Quoted passage ▸
# Change one thing in your past ...?



## Ingélou (Feb 10, 2013)

If you could go back in your life and change one thing about what happened to you, what you did, or what abilities you possess - well, would you? And if you would, what would it be?

There are a few things I would change if I could, but the one I'm going to mention is, I wish I hadn't given up playing the violin when I was at school. Just think how I'd be soaring now, instead of struggling!

Please don't reveal your life secrets or treat this too seriously. In fact, you can change two things if you like - one serious, and one decidedly trivial.

If I could change one trivial thing, it would be ... I'd like to have darker eyebrows and eyelashes. Not only would I save hundreds of pounds on mascara & eyebrow pencil, but I'd have been able to teach so much more effectively:

'You, boy, in the back row!' - and instead of raising my voice, it would be a quizzical eyebrow!


----------



## Taggart (Feb 14, 2013)

I wish I'd got into computing earlier - so much fun.

I also wish I hadn't given up the Piano and Scottish Country Dancing in the 80's. I'd really be flying now! (and with such elegant footwork  )


----------



## Mesa (Mar 2, 2012)

It would have been good if i liked music at all as a child. I'd be far and away the greatest musician in history by now. I still plan to be, but i have a little extra work.

I'dve enjoyed an interesting middle name, such as Booker or Chrysostomus.


----------



## Manxfeeder (Oct 19, 2010)

I wish I would have married my wife earlier. I was dating the wrong young lady too long. Fortunately, the opportunity didn't pass me permanently. I hope nobody here repeats my mistake.


----------



## presto (Jun 17, 2011)

I don't regret much of what I've done in life so far but I wish I had started to learn a instrument at a young age.
Coming to it later in life is much harder work!


----------



## Taggart (Feb 14, 2013)

Mesa said:


> It would have been good if i liked music at all as a child. I'd be far and away the greatest musician in history by now. I still plan to be, but i have a little extra work.
> 
> I'dve enjoyed an interesting middle name, such as Booker or Chrysostomus.


Just cause you want to be reserved or a golden tongued rascal?


----------



## PetrB (Feb 28, 2012)

That I had been started with piano lessons around age two-and a half or three, rather than age six.

That's about it, really.


----------



## Turangalîla (Jan 29, 2012)

I, too, wish that I had started piano a few years earlier than five years old.

I wish that my parents had homeschooled me and made me practice more than I did.

I also wish that they took my musical education a bit more seriously and entered me in more competitions when I was younger. Most people have strong negative feelings towards "tiger parenting", but think that it can sometimes be a positive thing.


----------



## Crudblud (Dec 29, 2011)

For better or worse, if I had lived differently I wouldn't be the person I am right now leading the life I am leading right now, as such I would change absolutely nothing.


----------



## Kieran (Aug 24, 2010)

Too many things, I'd be typing all night. But I'm happy as I am, too...

Direction a ▸ In the forum thread, which instrument does Ingélou wish to have kept playing at school?
The forum thread and the records come from unrelated sources.

Records ▸
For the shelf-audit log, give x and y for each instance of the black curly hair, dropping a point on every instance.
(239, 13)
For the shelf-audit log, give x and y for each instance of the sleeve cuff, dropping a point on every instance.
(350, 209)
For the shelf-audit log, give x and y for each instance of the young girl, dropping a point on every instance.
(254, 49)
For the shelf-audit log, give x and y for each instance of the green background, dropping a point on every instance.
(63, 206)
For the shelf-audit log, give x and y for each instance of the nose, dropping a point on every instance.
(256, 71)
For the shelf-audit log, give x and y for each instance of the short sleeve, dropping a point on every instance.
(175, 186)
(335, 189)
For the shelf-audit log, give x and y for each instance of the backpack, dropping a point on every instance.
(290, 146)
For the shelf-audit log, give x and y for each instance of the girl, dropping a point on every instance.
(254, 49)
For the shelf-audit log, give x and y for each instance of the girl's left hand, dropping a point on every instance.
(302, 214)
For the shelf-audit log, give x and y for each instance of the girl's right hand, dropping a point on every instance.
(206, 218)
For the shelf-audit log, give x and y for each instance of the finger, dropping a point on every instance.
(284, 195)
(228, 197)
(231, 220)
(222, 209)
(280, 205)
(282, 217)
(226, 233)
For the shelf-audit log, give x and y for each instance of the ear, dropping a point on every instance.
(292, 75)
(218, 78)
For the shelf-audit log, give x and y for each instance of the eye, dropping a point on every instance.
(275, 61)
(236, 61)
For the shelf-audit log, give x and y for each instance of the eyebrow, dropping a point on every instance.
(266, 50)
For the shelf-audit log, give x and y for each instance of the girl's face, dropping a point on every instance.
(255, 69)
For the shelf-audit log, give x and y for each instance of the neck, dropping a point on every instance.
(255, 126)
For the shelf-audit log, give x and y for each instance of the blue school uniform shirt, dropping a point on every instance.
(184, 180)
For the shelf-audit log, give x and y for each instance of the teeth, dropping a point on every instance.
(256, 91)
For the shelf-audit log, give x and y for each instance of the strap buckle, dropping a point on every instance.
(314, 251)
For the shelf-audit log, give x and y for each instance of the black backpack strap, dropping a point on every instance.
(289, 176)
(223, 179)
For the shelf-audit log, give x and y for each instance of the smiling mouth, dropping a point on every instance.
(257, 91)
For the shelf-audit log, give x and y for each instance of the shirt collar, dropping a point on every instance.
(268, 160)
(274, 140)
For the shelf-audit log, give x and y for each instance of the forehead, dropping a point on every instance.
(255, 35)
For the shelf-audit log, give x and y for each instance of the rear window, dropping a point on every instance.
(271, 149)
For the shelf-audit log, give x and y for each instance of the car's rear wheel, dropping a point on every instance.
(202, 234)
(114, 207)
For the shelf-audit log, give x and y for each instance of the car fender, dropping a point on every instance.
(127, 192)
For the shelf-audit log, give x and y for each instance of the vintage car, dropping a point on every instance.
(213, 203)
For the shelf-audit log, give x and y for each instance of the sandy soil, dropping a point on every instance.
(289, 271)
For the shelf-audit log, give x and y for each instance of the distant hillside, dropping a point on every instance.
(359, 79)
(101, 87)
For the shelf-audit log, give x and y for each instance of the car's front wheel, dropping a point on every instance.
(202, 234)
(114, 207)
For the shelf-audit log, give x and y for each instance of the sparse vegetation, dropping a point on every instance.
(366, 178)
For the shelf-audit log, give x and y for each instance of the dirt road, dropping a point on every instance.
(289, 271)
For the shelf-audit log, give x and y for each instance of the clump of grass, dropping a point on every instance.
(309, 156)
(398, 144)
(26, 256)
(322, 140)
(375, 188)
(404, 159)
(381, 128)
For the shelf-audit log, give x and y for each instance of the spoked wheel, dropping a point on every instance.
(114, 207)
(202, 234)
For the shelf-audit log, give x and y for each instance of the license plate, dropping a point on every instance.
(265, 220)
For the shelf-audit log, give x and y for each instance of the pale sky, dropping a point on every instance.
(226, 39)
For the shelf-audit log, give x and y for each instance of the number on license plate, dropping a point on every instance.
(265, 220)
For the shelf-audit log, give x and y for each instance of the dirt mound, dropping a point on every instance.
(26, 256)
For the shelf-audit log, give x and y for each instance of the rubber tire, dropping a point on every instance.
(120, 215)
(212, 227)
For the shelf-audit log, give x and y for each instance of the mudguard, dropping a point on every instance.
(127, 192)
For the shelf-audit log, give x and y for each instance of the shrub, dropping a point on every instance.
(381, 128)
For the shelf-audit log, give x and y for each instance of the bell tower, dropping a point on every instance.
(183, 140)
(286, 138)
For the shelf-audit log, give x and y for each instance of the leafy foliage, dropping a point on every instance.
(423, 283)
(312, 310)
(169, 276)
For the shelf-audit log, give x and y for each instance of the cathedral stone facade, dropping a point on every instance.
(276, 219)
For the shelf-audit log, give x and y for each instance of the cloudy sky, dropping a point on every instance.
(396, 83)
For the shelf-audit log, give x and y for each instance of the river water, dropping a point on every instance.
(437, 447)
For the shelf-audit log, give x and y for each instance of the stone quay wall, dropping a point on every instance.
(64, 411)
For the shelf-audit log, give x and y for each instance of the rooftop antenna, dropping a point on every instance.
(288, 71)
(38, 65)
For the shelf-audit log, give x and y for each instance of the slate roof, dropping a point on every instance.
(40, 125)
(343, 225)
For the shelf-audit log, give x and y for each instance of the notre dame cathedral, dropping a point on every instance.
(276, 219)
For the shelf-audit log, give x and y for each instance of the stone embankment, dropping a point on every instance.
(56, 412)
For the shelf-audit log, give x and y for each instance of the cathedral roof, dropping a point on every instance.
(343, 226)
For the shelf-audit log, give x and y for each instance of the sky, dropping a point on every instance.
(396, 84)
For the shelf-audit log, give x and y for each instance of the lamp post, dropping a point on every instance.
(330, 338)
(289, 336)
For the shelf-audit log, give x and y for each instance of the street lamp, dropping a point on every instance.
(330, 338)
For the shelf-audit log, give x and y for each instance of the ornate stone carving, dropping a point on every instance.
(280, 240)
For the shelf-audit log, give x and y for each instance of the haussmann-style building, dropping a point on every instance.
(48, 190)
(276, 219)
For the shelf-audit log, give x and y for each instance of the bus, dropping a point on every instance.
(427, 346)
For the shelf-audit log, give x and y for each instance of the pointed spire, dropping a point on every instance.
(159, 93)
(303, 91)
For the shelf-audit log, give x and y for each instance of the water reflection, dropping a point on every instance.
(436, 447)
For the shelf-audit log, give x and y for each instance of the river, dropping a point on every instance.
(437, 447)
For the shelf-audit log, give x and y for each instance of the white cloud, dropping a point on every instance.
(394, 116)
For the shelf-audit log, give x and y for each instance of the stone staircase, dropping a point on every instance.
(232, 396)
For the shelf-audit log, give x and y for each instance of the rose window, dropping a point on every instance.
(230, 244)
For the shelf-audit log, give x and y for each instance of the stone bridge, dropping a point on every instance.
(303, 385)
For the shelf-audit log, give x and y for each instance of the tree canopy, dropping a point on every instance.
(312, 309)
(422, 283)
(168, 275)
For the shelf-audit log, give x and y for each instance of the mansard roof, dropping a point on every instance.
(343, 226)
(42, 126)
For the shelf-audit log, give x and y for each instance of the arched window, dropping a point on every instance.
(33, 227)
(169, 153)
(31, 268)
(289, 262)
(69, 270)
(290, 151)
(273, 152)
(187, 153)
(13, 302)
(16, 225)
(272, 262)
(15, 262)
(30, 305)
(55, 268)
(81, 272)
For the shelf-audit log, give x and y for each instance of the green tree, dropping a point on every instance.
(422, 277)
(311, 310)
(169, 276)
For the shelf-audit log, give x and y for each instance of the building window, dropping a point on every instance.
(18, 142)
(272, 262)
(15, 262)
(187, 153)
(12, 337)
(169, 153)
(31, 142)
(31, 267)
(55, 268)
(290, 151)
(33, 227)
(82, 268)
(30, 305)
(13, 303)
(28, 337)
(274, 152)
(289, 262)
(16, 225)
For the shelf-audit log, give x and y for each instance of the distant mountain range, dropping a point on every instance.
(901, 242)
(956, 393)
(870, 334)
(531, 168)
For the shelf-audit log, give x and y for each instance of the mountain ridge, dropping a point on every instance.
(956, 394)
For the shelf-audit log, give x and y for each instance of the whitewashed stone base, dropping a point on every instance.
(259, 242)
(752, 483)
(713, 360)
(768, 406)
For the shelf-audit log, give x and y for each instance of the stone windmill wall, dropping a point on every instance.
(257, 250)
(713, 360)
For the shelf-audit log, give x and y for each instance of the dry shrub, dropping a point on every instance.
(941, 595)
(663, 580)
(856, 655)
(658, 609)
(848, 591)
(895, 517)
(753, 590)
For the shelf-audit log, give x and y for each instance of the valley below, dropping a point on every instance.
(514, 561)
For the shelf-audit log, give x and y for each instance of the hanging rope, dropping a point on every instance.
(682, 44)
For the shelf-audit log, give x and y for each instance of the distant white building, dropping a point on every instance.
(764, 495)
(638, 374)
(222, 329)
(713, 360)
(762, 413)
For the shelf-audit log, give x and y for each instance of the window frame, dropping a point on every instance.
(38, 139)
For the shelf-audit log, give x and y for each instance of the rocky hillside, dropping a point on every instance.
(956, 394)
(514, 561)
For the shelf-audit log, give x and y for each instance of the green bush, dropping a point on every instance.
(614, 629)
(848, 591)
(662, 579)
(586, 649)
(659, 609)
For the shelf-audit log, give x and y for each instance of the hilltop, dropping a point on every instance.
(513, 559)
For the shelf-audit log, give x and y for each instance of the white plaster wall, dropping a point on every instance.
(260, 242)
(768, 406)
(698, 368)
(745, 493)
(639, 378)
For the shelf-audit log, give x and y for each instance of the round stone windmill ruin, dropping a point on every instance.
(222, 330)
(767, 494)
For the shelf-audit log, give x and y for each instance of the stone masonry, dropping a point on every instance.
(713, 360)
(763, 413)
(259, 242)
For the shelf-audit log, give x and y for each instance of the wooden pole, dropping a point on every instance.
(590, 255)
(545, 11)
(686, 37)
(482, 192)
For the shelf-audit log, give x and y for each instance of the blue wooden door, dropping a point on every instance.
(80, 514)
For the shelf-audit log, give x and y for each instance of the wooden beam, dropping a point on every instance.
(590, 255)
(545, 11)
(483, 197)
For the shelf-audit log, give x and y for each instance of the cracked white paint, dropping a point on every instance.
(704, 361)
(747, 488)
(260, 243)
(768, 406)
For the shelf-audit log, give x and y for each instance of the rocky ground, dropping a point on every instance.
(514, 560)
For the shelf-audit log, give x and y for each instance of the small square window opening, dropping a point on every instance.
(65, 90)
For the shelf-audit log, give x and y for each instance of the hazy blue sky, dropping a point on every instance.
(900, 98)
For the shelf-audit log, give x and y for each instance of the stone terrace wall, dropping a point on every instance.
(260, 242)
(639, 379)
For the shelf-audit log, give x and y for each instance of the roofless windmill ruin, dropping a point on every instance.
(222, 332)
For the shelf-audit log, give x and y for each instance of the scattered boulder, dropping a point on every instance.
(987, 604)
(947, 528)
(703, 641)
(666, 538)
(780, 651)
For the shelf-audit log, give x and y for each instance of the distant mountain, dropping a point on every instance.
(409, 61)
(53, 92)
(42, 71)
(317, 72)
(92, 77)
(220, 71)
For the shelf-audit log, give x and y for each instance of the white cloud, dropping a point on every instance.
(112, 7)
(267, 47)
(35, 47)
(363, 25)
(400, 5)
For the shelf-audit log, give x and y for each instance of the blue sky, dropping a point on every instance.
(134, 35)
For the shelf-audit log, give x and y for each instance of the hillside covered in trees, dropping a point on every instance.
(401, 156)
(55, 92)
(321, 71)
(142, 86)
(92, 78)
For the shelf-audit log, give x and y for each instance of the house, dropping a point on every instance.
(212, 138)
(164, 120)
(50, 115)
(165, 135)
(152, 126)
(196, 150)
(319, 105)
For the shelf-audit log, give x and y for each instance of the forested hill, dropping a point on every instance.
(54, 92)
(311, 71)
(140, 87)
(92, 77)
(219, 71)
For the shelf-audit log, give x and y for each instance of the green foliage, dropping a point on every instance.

Direction b ▸ Report how many lines of the records contain the string "wheel", counting only matches in the same case, and give only that number.

Written response a ▸ The violin.

Written response b ▸ 3